**Task statement**
Every line of the data below should be printed exactly. Nothing may be dropped.

[Dataset entries]
++++++++++++++++++++

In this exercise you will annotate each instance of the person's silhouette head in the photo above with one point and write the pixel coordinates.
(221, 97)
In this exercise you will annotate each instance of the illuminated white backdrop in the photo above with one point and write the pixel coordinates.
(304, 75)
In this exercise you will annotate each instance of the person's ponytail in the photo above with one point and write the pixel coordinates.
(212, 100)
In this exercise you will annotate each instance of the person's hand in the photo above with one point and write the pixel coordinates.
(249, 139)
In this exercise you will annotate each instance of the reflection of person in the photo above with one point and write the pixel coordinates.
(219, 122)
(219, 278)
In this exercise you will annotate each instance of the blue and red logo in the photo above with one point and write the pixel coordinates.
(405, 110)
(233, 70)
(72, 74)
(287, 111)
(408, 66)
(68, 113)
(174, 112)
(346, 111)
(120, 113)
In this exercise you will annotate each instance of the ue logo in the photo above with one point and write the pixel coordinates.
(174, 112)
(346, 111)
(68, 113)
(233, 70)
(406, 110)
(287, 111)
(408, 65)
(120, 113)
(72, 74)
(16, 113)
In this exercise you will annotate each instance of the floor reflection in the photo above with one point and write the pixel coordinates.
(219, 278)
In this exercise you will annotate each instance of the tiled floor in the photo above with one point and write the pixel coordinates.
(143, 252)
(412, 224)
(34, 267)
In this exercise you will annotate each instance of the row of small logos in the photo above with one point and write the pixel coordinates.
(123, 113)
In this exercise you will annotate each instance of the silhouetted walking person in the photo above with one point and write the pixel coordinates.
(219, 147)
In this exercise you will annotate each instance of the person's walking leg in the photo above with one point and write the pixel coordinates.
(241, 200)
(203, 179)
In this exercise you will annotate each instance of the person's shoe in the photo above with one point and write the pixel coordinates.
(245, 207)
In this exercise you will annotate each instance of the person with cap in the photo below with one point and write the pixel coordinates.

++++++++++++++++++++

**Answer below**
In this exercise you will annotate each instance of the person's silhouette head in the photo above with one point and write the pixel coordinates.
(221, 97)
In this exercise you will annotate each instance of the illuminated white backdrop in the photo above with one point and write the pixel coordinates.
(304, 75)
In this exercise you will annotate each instance of the person's ponytail in the photo above with one point and write the pixel coordinates.
(212, 100)
In this exercise you will annotate each instance of the person's hand in the photo above with one point and write the pixel coordinates.
(249, 139)
In this exercise you will annotate each instance of the reflection of person in the photo above with one point and write the pixel coordinates.
(219, 122)
(219, 278)
In this exercise you will annotate each instance of the blue and red logo in the photo above with one point and write the pixel coordinates.
(405, 110)
(233, 70)
(72, 74)
(287, 111)
(408, 66)
(68, 113)
(174, 112)
(346, 111)
(120, 113)
In this exercise you will annotate each instance of the ue logo in the photo above with one point and write the pixel coordinates.
(174, 112)
(346, 111)
(68, 113)
(233, 70)
(406, 110)
(287, 111)
(408, 65)
(120, 113)
(72, 74)
(16, 113)
In this exercise you will annotate each instance of the floor reflection in the photo above with one point and write the pixel coordinates.
(219, 278)
In this exercise you will annotate each instance of the tiled floor in the photo above with one point and write the pixel coordinates.
(143, 252)
(412, 224)
(34, 267)
In this exercise you will annotate each instance of the row of small logos in the photo above with one point and write the pixel coordinates.
(123, 113)
In this exercise you will annotate each instance of the silhouetted walking person in the photo above with one point and write the pixel coordinates.
(219, 147)
In this exercise you will annotate each instance of the person's walking leg in the photo above with one point and write the pixel coordinates.
(241, 200)
(203, 179)
In this exercise you will annotate each instance of the person's shoe in the photo above with one point and write the pixel coordinates.
(245, 207)
In this exercise you will annotate each instance of the person with cap in the photo below with one point and write the pixel coordinates.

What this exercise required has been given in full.